• [TEXT EXCERPT]
....................
In fact, it’s a federal regulation.

Code citations are, alas, not an element of any journalism guides on my shelf, but I think the way to refer to the regulation at hand is “49 C.F.R. 71.14.”

Anyway, the regulation specifies a “Chamorro standard time zone,” which includes “the Island of Guam and the Commonwealth of the Northern Mariana Islands.”

Neat, huh? I think you can win some bar bets with that one. That’s why I’m your buddy.

Still, Chamorro time is hardly a universal handle for this zone. My watch refers to this time zone as “SYD,” for Sydney, since it specifies zones by whatever large city can be associated with it.

So when it comes to describing our time zone to outsiders, saying “Chamorro Standard Time” sometimes needs some more explanation to go with it.

Most folks I know simply say “Saipan time” or “Guam time,” but you can mix and match as you wish.

If we want to specify just where the Chamorro standard time zone really is, we can say it a few ways.
....................
• [RECORDS SHOWN]
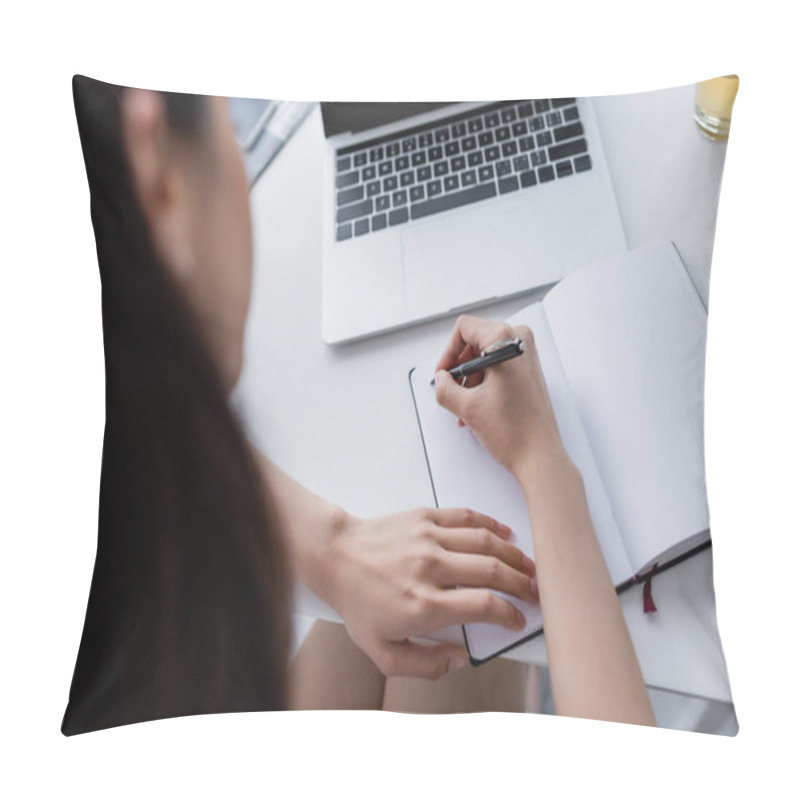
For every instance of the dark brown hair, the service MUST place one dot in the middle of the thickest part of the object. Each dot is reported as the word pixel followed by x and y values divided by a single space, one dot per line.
pixel 188 608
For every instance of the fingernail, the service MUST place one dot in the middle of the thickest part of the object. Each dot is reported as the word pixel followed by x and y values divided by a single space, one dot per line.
pixel 456 662
pixel 528 564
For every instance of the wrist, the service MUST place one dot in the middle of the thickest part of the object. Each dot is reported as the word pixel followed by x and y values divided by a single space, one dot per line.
pixel 321 561
pixel 546 467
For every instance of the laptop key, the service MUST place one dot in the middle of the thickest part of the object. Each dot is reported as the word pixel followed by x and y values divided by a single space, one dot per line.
pixel 509 184
pixel 568 132
pixel 346 179
pixel 354 211
pixel 546 174
pixel 398 216
pixel 445 202
pixel 521 163
pixel 434 188
pixel 573 148
pixel 564 168
pixel 350 195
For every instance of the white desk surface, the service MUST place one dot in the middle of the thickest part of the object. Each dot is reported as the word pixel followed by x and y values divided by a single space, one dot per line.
pixel 341 420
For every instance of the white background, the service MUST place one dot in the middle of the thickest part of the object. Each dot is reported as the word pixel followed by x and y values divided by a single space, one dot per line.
pixel 51 404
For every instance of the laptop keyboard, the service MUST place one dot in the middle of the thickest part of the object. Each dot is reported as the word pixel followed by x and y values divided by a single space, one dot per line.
pixel 473 156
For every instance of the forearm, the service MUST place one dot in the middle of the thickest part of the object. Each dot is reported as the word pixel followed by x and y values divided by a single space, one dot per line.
pixel 593 666
pixel 308 523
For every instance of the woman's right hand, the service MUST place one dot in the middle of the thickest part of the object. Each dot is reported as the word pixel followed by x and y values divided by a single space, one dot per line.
pixel 508 408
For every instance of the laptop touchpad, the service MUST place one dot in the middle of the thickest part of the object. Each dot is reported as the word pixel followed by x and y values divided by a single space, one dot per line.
pixel 467 257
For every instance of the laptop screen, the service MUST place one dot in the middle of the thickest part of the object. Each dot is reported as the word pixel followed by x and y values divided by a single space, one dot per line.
pixel 356 117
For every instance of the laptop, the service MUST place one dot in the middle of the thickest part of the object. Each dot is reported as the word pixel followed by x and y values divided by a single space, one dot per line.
pixel 432 209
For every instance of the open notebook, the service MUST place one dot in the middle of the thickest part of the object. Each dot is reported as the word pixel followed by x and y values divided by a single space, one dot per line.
pixel 622 347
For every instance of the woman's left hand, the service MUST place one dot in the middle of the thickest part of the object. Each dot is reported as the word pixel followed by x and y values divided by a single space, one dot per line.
pixel 395 577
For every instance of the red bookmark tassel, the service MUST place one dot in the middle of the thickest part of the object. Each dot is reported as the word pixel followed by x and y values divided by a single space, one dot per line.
pixel 649 605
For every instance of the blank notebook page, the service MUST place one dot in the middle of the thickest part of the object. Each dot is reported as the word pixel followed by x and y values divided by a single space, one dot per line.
pixel 631 335
pixel 465 475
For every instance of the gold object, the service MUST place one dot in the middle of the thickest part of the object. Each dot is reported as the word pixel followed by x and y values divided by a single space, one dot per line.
pixel 714 104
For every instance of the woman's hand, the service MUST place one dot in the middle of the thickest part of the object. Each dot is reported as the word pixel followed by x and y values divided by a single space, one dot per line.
pixel 507 407
pixel 394 577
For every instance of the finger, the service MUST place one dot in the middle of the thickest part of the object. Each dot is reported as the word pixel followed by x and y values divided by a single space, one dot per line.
pixel 468 518
pixel 471 332
pixel 465 605
pixel 481 541
pixel 423 661
pixel 487 572
pixel 450 394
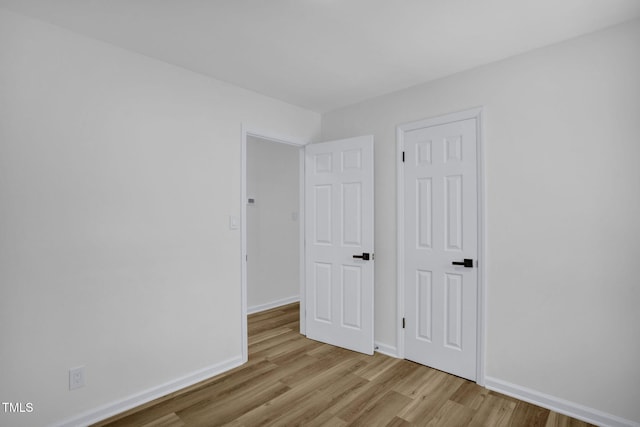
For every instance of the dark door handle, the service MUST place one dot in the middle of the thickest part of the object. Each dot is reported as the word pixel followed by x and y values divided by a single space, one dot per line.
pixel 466 263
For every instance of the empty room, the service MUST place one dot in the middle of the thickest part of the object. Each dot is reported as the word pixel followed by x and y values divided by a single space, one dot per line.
pixel 319 212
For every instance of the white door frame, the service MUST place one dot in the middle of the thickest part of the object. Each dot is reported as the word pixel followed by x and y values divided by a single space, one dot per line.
pixel 270 136
pixel 474 113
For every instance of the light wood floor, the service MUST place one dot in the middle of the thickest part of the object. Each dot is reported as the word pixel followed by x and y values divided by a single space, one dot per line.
pixel 291 380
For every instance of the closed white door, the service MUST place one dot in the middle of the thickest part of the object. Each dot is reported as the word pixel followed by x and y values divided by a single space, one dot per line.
pixel 339 247
pixel 441 246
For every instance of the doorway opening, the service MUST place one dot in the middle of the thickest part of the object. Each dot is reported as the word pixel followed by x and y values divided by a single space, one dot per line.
pixel 271 225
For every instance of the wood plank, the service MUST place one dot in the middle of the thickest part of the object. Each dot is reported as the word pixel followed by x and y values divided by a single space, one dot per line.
pixel 291 380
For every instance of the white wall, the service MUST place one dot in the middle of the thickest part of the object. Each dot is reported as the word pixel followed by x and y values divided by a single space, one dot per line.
pixel 562 126
pixel 118 174
pixel 273 228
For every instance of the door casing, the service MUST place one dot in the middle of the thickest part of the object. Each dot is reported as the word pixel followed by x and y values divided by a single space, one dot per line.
pixel 481 262
pixel 270 136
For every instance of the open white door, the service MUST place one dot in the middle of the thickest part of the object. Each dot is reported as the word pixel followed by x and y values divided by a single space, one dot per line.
pixel 339 247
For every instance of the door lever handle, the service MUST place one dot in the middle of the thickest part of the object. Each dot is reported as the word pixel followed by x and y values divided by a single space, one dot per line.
pixel 466 263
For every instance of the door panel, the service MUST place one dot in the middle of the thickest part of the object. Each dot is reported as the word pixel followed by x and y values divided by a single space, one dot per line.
pixel 441 227
pixel 339 225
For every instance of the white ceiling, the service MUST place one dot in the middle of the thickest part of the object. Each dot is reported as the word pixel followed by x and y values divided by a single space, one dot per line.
pixel 326 54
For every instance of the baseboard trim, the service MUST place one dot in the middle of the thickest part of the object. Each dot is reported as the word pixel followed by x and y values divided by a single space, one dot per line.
pixel 385 349
pixel 556 404
pixel 273 304
pixel 120 406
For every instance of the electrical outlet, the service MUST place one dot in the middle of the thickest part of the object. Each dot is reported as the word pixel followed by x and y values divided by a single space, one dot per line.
pixel 76 377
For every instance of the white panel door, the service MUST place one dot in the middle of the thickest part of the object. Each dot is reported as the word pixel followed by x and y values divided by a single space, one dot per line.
pixel 441 232
pixel 339 243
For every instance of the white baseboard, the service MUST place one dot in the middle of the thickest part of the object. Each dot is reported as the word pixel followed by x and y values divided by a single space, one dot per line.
pixel 556 404
pixel 385 349
pixel 119 406
pixel 273 304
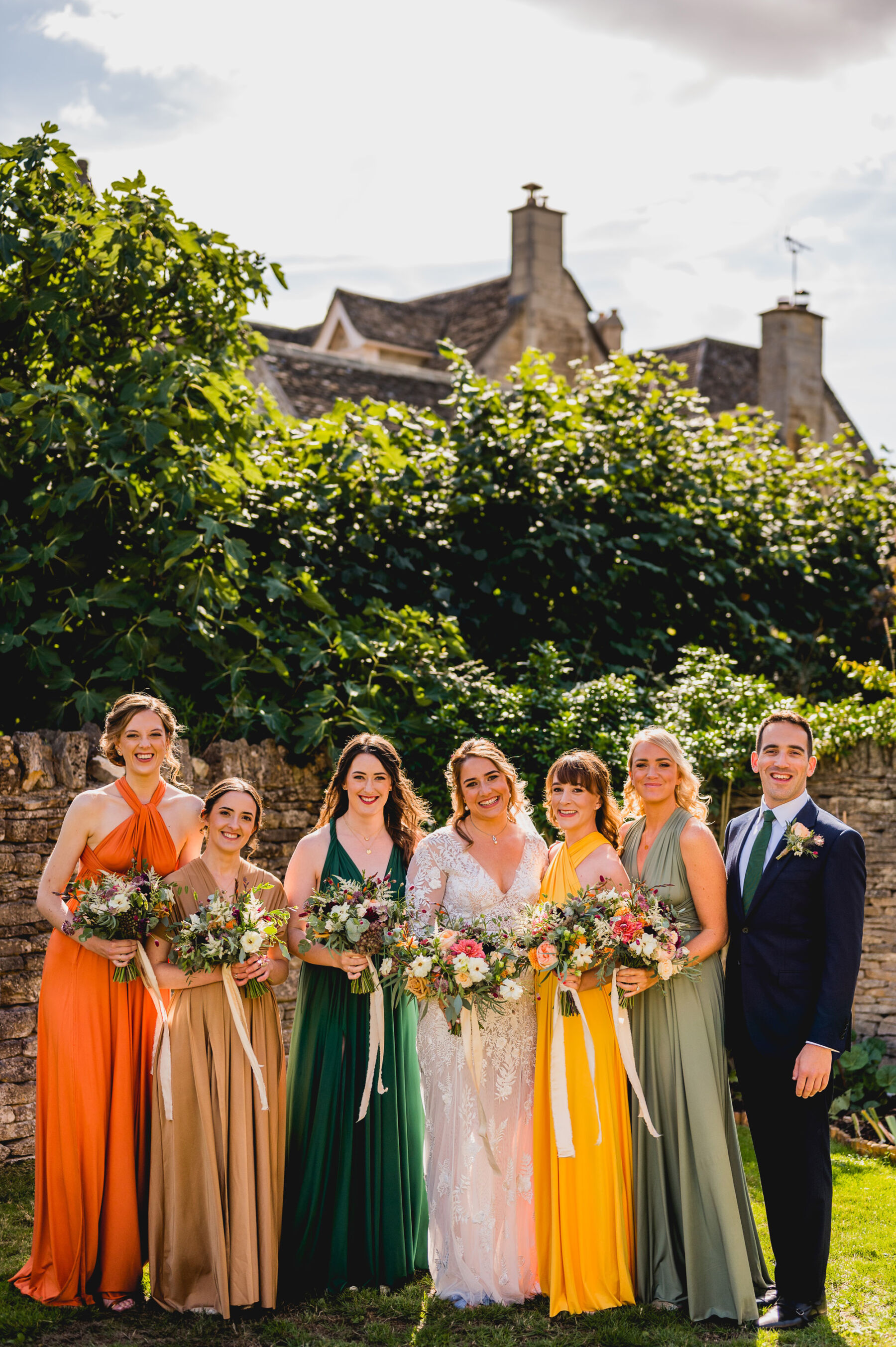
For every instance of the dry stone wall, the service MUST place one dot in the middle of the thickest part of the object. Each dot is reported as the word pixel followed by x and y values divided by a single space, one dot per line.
pixel 41 772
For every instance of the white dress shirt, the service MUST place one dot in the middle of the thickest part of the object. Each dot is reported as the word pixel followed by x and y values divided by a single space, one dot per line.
pixel 784 814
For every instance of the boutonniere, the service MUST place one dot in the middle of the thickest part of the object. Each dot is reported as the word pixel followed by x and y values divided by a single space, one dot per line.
pixel 801 841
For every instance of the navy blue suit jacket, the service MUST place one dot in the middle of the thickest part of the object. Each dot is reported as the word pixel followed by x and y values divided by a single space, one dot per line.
pixel 792 960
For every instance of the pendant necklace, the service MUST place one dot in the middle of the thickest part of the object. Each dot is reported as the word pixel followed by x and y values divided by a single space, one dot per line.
pixel 367 840
pixel 494 836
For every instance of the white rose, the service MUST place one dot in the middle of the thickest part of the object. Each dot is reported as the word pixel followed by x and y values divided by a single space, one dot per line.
pixel 511 990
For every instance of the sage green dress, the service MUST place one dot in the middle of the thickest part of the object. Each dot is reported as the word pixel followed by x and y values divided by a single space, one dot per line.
pixel 355 1201
pixel 697 1242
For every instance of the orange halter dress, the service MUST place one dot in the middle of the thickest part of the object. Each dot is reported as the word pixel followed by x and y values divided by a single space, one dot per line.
pixel 95 1100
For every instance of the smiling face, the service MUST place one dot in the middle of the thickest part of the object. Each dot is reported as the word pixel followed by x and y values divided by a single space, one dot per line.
pixel 654 772
pixel 485 791
pixel 368 787
pixel 574 809
pixel 783 761
pixel 143 744
pixel 231 822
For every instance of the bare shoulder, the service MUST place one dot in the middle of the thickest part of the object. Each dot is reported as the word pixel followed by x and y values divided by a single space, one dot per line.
pixel 698 840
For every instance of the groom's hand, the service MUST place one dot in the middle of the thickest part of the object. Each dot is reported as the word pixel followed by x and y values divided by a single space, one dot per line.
pixel 811 1070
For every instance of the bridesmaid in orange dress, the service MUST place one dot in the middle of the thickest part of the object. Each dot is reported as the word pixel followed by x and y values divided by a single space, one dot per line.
pixel 95 1036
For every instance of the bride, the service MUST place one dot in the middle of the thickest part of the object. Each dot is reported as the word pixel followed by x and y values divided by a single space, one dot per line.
pixel 487 861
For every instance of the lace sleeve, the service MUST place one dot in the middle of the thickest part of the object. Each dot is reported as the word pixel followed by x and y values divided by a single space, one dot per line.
pixel 426 877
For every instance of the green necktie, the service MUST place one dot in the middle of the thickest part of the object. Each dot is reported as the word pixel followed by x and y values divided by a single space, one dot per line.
pixel 758 858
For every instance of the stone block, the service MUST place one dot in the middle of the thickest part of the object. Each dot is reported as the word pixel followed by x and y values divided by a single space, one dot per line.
pixel 71 749
pixel 10 771
pixel 35 756
pixel 18 1021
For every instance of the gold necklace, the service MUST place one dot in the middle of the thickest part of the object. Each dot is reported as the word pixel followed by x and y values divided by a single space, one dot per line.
pixel 495 837
pixel 382 829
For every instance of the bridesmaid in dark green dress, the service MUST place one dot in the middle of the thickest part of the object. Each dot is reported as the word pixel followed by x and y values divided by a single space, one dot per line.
pixel 697 1244
pixel 355 1199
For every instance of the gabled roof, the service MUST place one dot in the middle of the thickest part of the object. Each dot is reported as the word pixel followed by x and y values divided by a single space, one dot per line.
pixel 469 317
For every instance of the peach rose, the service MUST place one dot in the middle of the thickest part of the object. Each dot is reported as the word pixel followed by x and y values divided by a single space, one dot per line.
pixel 546 956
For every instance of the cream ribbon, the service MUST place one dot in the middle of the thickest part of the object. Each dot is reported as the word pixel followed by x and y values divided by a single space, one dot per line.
pixel 472 1042
pixel 151 984
pixel 560 1094
pixel 376 1042
pixel 241 1028
pixel 627 1052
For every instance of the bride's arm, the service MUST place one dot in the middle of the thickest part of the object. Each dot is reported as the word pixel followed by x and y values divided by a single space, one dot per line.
pixel 426 881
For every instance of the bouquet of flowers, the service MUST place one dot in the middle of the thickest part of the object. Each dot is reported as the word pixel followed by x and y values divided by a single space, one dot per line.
pixel 225 931
pixel 120 907
pixel 345 915
pixel 465 965
pixel 566 939
pixel 639 931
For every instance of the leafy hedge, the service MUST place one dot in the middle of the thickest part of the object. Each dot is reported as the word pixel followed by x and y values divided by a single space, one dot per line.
pixel 529 565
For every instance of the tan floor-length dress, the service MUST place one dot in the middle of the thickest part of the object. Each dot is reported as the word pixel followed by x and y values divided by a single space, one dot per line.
pixel 216 1179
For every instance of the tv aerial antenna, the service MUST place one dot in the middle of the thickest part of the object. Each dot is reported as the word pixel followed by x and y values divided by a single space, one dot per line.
pixel 794 248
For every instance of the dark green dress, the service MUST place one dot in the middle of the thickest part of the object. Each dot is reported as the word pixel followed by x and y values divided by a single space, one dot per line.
pixel 697 1241
pixel 355 1201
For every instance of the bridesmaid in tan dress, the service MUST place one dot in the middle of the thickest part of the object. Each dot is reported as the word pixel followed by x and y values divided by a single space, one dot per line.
pixel 216 1178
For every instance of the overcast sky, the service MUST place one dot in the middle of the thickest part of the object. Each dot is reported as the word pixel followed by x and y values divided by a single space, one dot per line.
pixel 380 146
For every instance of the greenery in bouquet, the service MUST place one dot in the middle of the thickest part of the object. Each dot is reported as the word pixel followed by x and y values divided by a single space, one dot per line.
pixel 461 965
pixel 565 939
pixel 227 931
pixel 639 930
pixel 352 916
pixel 120 907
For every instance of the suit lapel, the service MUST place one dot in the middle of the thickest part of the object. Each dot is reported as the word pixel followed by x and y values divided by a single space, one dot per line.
pixel 740 841
pixel 775 868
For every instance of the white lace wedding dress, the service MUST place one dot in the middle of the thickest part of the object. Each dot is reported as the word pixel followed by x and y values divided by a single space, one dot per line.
pixel 481 1224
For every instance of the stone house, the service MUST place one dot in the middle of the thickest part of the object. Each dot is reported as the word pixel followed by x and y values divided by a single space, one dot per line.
pixel 388 349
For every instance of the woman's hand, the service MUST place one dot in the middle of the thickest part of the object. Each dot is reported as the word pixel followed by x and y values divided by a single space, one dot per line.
pixel 258 968
pixel 631 981
pixel 116 952
pixel 353 965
....................
• [BRIEF] Return the Chamorro time zone passage in full, word for word. The rows stand apart from the Chamorro time zone passage and are unrelated to it.

• [RESULT FOR THIS TASK]
In fact, it’s a federal regulation.

Code citations are, alas, not an element of any journalism guides on my shelf, but I think the way to refer to the regulation at hand is “49 C.F.R. 71.14.”

Anyway, the regulation specifies a “Chamorro standard time zone,” which includes “the Island of Guam and the Commonwealth of the Northern Mariana Islands.”

Neat, huh? I think you can win some bar bets with that one. That’s why I’m your buddy.

Still, Chamorro time is hardly a universal handle for this zone. My watch refers to this time zone as “SYD,” for Sydney, since it specifies zones by whatever large city can be associated with it.

So when it comes to describing our time zone to outsiders, saying “Chamorro Standard Time” sometimes needs some more explanation to go with it.

Most folks I know simply say “Saipan time” or “Guam time,” but you can mix and match as you wish.

If we want to specify just where the Chamorro standard time zone really is, we can say it a few ways.